## Material provided
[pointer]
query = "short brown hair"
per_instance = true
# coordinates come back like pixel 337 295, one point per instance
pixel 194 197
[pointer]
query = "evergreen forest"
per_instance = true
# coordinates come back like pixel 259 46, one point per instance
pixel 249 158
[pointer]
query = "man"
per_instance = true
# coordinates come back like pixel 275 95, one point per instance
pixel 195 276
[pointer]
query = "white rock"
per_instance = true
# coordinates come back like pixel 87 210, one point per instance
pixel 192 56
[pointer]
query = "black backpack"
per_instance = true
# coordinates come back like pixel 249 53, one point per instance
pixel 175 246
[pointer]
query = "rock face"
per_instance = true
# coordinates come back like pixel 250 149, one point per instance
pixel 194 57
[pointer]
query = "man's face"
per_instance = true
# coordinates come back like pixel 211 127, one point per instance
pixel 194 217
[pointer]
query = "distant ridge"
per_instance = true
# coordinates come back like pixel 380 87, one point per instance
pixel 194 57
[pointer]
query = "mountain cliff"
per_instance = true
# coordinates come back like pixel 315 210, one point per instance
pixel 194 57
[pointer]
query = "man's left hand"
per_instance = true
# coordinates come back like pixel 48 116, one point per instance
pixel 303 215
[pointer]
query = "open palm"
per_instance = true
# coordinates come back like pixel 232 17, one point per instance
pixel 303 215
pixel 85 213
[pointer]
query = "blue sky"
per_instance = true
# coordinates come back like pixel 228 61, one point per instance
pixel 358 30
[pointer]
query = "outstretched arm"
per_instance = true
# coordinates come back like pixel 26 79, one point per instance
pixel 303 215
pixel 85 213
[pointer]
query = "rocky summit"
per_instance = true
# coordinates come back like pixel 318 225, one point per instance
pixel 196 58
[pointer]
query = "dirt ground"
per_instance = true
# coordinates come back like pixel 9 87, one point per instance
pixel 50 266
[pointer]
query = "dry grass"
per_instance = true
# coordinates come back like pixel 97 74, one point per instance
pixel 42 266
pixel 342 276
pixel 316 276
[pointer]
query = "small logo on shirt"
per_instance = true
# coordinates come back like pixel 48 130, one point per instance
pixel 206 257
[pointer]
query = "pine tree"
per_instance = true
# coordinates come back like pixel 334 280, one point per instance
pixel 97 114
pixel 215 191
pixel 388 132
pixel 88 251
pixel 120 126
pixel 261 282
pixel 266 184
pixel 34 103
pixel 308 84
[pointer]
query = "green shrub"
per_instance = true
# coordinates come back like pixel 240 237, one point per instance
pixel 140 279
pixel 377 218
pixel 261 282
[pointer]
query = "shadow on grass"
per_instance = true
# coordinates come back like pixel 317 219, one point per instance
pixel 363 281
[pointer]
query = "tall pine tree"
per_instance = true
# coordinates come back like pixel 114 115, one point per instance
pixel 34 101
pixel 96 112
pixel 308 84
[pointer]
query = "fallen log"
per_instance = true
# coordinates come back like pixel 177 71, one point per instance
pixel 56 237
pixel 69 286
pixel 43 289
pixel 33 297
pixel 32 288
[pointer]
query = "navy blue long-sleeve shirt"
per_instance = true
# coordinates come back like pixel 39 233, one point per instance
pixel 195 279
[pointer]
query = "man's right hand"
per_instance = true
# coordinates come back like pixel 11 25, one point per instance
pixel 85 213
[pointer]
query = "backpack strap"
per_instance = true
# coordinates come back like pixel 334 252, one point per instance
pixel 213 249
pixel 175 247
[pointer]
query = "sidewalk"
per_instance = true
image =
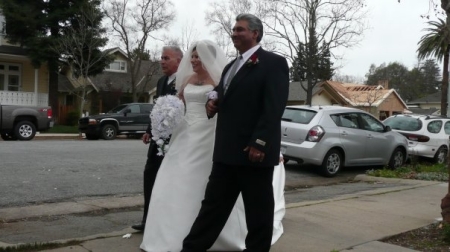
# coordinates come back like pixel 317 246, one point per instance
pixel 352 222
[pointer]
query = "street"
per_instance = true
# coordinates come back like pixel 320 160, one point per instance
pixel 44 171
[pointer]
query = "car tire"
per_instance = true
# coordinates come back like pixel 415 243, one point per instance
pixel 397 158
pixel 441 155
pixel 109 132
pixel 8 137
pixel 332 163
pixel 90 136
pixel 25 130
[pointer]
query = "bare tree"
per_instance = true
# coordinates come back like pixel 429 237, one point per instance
pixel 188 35
pixel 133 22
pixel 221 18
pixel 79 48
pixel 337 23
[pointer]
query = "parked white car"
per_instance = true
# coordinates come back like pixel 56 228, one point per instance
pixel 428 136
pixel 333 137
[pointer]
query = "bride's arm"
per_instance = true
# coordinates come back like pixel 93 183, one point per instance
pixel 181 92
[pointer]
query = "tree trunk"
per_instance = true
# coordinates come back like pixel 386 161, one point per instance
pixel 53 87
pixel 445 202
pixel 444 86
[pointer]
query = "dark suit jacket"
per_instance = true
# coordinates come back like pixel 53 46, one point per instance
pixel 161 89
pixel 249 114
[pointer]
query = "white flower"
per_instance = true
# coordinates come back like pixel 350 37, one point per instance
pixel 165 117
pixel 212 95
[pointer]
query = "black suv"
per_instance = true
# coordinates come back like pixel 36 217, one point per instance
pixel 126 119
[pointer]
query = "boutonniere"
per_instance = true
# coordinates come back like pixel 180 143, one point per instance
pixel 253 60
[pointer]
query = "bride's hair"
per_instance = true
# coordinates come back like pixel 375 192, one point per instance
pixel 212 57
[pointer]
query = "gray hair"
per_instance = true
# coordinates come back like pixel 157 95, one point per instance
pixel 254 24
pixel 175 49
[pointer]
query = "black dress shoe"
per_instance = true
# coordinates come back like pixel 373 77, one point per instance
pixel 140 226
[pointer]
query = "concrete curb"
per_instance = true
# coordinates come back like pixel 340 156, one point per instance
pixel 91 205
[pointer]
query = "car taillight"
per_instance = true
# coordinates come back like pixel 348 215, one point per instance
pixel 315 134
pixel 417 138
pixel 49 112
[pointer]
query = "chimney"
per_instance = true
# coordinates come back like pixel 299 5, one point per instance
pixel 384 84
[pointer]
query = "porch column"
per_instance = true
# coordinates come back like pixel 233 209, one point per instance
pixel 36 78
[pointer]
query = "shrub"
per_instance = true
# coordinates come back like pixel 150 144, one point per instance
pixel 72 118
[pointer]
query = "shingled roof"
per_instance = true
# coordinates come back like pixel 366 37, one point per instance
pixel 360 95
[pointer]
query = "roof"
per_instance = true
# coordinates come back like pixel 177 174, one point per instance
pixel 296 92
pixel 119 81
pixel 361 95
pixel 13 50
pixel 430 111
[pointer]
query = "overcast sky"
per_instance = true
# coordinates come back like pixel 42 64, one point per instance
pixel 395 29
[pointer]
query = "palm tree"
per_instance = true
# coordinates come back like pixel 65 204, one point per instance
pixel 436 44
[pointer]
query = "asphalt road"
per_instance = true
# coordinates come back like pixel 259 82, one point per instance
pixel 43 171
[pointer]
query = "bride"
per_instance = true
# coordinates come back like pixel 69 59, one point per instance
pixel 181 181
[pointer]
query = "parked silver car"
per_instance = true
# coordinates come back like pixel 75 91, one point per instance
pixel 333 137
pixel 427 135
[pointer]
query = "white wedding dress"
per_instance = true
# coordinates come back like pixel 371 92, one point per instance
pixel 181 182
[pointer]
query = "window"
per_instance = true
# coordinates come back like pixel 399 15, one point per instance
pixel 10 77
pixel 298 115
pixel 134 109
pixel 434 126
pixel 371 123
pixel 146 108
pixel 117 66
pixel 70 100
pixel 346 120
pixel 447 127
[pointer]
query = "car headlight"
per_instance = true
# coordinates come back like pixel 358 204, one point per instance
pixel 92 121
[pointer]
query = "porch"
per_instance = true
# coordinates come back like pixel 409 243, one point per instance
pixel 23 98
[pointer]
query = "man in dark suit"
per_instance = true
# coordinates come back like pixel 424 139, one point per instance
pixel 170 59
pixel 247 146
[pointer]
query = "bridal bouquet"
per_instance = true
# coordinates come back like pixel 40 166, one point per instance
pixel 165 117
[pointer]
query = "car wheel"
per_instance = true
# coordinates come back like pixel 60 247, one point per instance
pixel 24 130
pixel 397 158
pixel 90 136
pixel 109 132
pixel 441 155
pixel 332 163
pixel 8 137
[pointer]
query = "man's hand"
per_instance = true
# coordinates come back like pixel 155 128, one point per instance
pixel 254 155
pixel 146 138
pixel 211 108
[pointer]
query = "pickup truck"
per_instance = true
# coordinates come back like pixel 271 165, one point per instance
pixel 129 119
pixel 22 122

## Exercise objective
Extract every line of the records that contains the word "white", matching case exactly.

## Solution to the exercise
query = "white rock"
query = "parked white car"
query = "white flower"
query = "white wedding dress"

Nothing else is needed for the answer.